(Tarefas a realizar)
1. Repita fielmente a parte do trecho sobre a menopausa que vai de "Esse corpo que" a "falar em fogo...", incluindo os dois extremos.
2. Segundo o trecho sobre a menopausa, o que é o mais desafiador nessa fase?

(Trecho fornecido)
Esse corpo que nos acompanhou na jornada da vida mais uma vez muda! Sem ser para fazer brotar a beleza da juventude ou para cumprir a missão de povoar o mundo! A mudança é marcada pela falta: falta de vitalidade, falta de energia, falta daquele padrão de beleza que nos foi imposto até aqui! O mais desafiador na menopausa é entender que nosso metabolismo mudou. Engordamos de qualquer forma! Retemos líquidos! O estômago fica dilatado! As roupas não cabem mais e as que cabem nem sempre combinam com a autoimagem que temos. É fogo! Por falar em fogo...
Como lidar com o calor arrebatador? Como lidar com esse suor excessivo que invade nossos momentos de trabalho, de lazer, de descanso? Como lidar com a pele, com o cabelo, com as unhas perdendo o viço, a força e o brilho? Como lidar com as dores nas articulações, com a insônia, com a irritabilidade sem sentido? Como lidar com a vontade de chorar por tudo e com a instabilidade emocional que nos atormenta? Nada é fácil nesse momento da vida das mulheres que sentem os sintomas da menopausa!

(Itens do conjunto)

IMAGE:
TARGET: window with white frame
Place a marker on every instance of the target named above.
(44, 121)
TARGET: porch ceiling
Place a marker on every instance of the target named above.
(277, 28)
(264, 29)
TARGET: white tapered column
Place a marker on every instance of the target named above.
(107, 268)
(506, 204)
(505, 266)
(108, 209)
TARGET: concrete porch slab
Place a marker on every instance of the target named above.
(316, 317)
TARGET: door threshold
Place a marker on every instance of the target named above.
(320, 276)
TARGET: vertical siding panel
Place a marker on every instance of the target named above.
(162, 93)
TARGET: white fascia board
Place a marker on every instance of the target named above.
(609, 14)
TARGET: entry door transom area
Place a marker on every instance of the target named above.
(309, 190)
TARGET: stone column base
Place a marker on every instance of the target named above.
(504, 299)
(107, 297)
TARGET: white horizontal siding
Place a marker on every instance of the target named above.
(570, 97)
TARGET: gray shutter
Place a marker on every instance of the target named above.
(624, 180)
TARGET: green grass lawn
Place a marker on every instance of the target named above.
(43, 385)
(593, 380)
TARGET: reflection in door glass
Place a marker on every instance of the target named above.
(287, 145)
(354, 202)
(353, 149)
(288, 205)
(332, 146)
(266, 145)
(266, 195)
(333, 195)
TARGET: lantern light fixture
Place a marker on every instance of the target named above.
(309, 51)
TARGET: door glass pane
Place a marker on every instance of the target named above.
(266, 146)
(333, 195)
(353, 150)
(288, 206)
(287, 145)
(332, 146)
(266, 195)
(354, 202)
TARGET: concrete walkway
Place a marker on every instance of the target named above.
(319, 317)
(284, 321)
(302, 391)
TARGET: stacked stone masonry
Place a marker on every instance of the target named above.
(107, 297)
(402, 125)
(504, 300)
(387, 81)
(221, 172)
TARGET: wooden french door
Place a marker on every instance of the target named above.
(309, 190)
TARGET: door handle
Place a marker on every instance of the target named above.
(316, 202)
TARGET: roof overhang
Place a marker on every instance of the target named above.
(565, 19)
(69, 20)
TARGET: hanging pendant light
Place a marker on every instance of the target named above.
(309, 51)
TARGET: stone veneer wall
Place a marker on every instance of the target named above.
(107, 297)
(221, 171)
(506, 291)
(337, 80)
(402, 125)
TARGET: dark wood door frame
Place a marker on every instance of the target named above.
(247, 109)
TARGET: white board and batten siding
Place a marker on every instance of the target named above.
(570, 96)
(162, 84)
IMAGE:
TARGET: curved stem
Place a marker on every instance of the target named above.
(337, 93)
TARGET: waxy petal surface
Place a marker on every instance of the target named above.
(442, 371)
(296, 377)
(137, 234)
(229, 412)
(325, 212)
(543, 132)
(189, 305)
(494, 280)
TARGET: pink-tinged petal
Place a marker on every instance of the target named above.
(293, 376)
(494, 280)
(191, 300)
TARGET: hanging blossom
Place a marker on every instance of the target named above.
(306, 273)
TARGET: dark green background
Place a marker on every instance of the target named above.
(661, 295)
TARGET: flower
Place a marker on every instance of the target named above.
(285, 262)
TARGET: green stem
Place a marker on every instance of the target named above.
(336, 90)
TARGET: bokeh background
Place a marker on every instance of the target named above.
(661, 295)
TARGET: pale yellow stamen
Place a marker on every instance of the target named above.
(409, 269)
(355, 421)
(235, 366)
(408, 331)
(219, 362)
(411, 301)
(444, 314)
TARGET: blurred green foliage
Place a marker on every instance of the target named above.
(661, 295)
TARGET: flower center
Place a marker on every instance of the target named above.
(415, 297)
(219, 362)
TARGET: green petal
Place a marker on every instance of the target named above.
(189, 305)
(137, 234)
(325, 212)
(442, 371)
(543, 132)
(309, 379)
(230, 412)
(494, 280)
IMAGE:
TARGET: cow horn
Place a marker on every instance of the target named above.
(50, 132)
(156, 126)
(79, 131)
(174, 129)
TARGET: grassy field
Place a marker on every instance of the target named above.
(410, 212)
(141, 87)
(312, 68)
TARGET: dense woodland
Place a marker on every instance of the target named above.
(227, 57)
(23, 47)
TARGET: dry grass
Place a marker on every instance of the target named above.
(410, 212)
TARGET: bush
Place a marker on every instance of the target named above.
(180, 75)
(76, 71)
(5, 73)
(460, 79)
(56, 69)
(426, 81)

(Respostas escritas)
1.
Esse corpo que nos acompanhou na jornada da vida mais uma vez muda! Sem ser para fazer brotar a beleza da juventude ou para cumprir a missão de povoar o mundo! A mudança é marcada pela falta: falta de vitalidade, falta de energia, falta daquele padrão de beleza que nos foi imposto até aqui! O mais desafiador na menopausa é entender que nosso metabolismo mudou. Engordamos de qualquer forma! Retemos líquidos! O estômago fica dilatado! As roupas não cabem mais e as que cabem nem sempre combinam com a autoimagem que temos. É fogo! Por falar em fogo...

2. Entender que o nosso metabolismo mudou.